Ejercicios propuestos —
1. Responde según el fragmento sobre la naturaleza:
(a) ¿Desde dónde envió el Señor sus órdenes?
(b) ¿Con qué confundió la civilización invasora a la ecología?
(c) ¿Qué usaban para vestirse los indios nómadas?
2. Copia del fragmento sobre la naturaleza el pasaje que va desde "Hace cinco siglos, cuando" hasta "a la tierra.", ambos incluidos, y cambia "árbol" por "bosque".

Fragmento fuente —
4. La naturaleza está fuera de nosotros.
En
sus 10 mandamientos, Dios olvidó mencionar a la naturaleza. Entre las
órdenes que nos envió desde el monte Sinaí, el Señor hubiera podido
agregar, pongamos por caso: "Honrarás a la naturaleza de la que formas
parte". Pero no se le ocurrió.
Hace cinco siglos, cuando
América fue apresada por el mercado mundial, la civilización invasora
confundió a la ecología con la idolatría. La comunión con la naturaleza
era pecado. Y merecía castigo. Según las crónicas de la Conquista., los
indios nómadas que usaban cortezas para vestirse jamás desollaban el
tronco entero, para no aniquilar el árbol, y los indios sedentarios
plantaban cultivos diversos y con períodos de descanso, para no cansar
a la tierra.

Datos mostrados —
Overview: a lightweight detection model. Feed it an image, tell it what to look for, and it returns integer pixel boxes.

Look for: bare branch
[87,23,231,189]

Soluciones desarrolladas —
1.
(a) Desde el monte Sinaí.
(b) Con la idolatría.
(c) Cortezas.

2.
Hace cinco siglos, cuando
América fue apresada por el mercado mundial, la civilización invasora
confundió a la ecología con la idolatría. La comunión con la naturaleza
era pecado. Y merecía castigo. Según las crónicas de la Conquista., los
indios nómadas que usaban cortezas para vestirse jamás desollaban el
tronco entero, para no aniquilar el bosque, y los indios sedentarios
plantaban cultivos diversos y con períodos de descanso, para no cansar
a la tierra.